Coordinate labeling data:
<<<<

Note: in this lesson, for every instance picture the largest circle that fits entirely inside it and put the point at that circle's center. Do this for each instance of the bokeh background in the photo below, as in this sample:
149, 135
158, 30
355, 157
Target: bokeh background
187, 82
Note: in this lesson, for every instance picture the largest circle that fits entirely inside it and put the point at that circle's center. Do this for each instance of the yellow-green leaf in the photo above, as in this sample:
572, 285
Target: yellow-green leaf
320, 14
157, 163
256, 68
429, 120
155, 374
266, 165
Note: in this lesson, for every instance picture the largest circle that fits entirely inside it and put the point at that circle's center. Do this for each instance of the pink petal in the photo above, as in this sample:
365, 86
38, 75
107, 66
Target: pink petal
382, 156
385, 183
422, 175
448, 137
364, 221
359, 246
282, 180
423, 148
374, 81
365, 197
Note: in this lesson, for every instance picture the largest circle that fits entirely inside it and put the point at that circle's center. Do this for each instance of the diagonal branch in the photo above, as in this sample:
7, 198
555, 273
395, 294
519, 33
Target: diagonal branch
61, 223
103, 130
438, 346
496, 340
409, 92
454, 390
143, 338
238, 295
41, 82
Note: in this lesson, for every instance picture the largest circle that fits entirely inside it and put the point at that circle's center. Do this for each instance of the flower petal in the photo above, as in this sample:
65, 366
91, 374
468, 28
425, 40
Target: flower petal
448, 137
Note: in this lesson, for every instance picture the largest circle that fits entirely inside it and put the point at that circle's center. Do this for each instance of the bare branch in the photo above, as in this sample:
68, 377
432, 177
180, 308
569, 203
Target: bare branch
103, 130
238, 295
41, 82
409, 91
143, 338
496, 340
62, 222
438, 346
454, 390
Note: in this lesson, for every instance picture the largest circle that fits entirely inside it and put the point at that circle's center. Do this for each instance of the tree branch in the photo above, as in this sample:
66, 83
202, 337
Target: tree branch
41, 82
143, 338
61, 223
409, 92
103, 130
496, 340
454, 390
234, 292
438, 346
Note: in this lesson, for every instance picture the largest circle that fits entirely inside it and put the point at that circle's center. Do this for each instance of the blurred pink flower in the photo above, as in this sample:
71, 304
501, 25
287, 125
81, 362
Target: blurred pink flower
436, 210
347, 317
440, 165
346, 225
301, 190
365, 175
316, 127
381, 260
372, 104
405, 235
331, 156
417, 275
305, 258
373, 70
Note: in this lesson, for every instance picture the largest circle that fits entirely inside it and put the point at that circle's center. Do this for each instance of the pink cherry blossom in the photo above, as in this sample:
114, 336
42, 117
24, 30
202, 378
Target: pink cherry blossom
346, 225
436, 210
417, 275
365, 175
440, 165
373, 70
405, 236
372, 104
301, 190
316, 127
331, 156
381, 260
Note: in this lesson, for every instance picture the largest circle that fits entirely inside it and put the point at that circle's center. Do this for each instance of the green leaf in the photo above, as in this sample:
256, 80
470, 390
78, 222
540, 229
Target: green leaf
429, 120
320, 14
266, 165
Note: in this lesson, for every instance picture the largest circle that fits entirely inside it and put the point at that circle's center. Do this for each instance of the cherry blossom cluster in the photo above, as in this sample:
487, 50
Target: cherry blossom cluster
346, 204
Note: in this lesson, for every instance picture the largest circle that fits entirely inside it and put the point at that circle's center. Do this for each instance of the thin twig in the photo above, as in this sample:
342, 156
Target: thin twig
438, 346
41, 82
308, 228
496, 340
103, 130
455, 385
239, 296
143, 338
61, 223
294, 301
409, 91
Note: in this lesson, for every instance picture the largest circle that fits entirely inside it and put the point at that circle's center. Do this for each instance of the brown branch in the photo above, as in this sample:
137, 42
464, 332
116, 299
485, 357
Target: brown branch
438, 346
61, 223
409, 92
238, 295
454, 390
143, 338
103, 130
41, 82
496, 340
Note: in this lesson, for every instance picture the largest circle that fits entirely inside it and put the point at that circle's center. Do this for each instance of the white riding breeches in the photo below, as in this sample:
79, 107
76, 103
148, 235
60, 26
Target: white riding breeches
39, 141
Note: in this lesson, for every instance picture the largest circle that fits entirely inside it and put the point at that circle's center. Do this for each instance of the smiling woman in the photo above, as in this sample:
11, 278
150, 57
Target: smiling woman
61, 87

>>>>

◆ **Aim of the task**
Please print all of the items above again, line for line, keeping every character and the original order.

◆ **Correct response**
Note: in this lesson, for every instance picture the largest circle that fits entirely inside it and put the point at that circle's center. Do this for each instance of the bokeh background in the photo below, as in this sample:
149, 135
158, 30
355, 157
Target: bokeh background
187, 82
Note: in this lesson, for every instance picture the largest circle that fits entirely inside it and put the point at that circle's center. Do this for each instance of the yellow-green leaf in the photo above, as in this sample:
572, 285
Target: yellow-green leaf
320, 14
157, 163
256, 68
429, 120
155, 374
266, 165
Note: in this lesson, for every instance picture the largest circle that fits entirely inside it and put the point at that circle's center. Do this for each instance of the pink petal in the photo above, as in this sample:
365, 86
38, 75
107, 66
Target: pink petal
382, 156
385, 183
422, 175
448, 137
364, 221
359, 246
282, 180
423, 148
374, 81
365, 197
Note: in this lesson, for every instance picture the largest circle that fits entirely inside it and put the point at that circle's center. Do this for each instance of the diagonal branch in the photo above, as in this sample:
7, 198
555, 273
395, 294
519, 33
Target: diagonal branch
61, 223
103, 130
438, 346
496, 340
409, 92
454, 390
143, 338
238, 295
41, 82
Note: in this lesson, for every instance picture the largest circle that fits entirely inside it and put the point at that circle's center. Do this for each instance of the flower petal in the photo above, as in this sample:
65, 366
91, 374
468, 28
425, 40
Target: flower petal
448, 137
Note: in this lesson, for every instance picture the largest circle that fits entirely inside it and put the point at that circle's center. Do this for each instance of the bare branch in the photo above, as in this sample:
68, 377
432, 177
180, 308
569, 203
Target: bare branch
103, 130
238, 295
41, 82
409, 91
143, 338
496, 340
62, 222
438, 346
454, 390
Note: in this lesson, for every instance picture the largest circle that fits entirely inside it and put the point at that circle's center. Do this for each instance of the tree branch in the photo above, as in this sample:
66, 83
202, 337
Target: tree branch
41, 82
143, 338
61, 223
409, 92
103, 130
496, 340
454, 390
234, 292
438, 346
Note: in this lesson, for every instance picture the largest circle that fits entirely inside it and put the point at that circle's center. Do this for each instance of the blurred pink flower in the photo above, as in this sample:
71, 304
501, 25
287, 125
81, 362
Target: blurred pink flower
436, 210
347, 317
440, 165
346, 225
301, 190
365, 175
316, 127
381, 260
372, 104
405, 235
331, 156
417, 275
305, 258
373, 70
Note: in this lesson, for every instance picture the largest circle that fits entirely inside it and put the point at that circle's center. Do this for each instance of the pink cherry blossom in the photo above, as in this sample:
114, 336
42, 117
24, 30
202, 378
Target: pink cherry blossom
346, 225
436, 210
417, 275
365, 175
440, 165
373, 70
405, 236
372, 104
301, 190
316, 127
331, 156
381, 260
Note: in this lesson, for every instance picture the largest circle that fits entirely inside it and put the point at that circle's center. Do this for each instance of the green leaf in the photo above, as in this sample:
256, 80
470, 390
78, 222
540, 229
Target: green leaf
429, 120
320, 14
266, 165
Note: in this lesson, for every instance picture the largest circle that fits entirely inside it and put the point at that circle's center. Do this for each instance of the cherry blossom cluster in the photo above, as in this sample:
487, 50
Target: cherry blossom cluster
346, 204
Note: in this lesson, for every instance picture the largest circle that fits entirely inside it and put the point at that circle's center. Do this for each instance of the thin twig in the photo above, as in this sample:
342, 156
Target: thin twig
438, 346
41, 82
308, 228
496, 340
103, 130
455, 385
239, 296
143, 338
61, 223
294, 301
409, 91
Note: in this lesson, for every instance picture the largest circle that fits entirely inside it and put the point at that circle's center. Do this for each instance of the brown branch in the photo above, as in this sample:
137, 42
464, 332
116, 299
485, 357
Target: brown branch
438, 346
61, 223
409, 92
238, 295
454, 390
143, 338
103, 130
41, 82
496, 340
Note: in this lesson, for every instance picture the largest circle that fits entirely inside it and put the point at that circle's center. Do this for each instance of the white riding breeches in the photo below, as in this sample:
79, 107
76, 103
148, 235
60, 26
Target: white riding breeches
39, 141
Note: in this lesson, for every instance picture the largest circle that fits entirely inside it and put the point at that circle's center. Do this for each instance of the smiling woman in the photo above, as in this sample:
11, 278
150, 57
Target: smiling woman
61, 87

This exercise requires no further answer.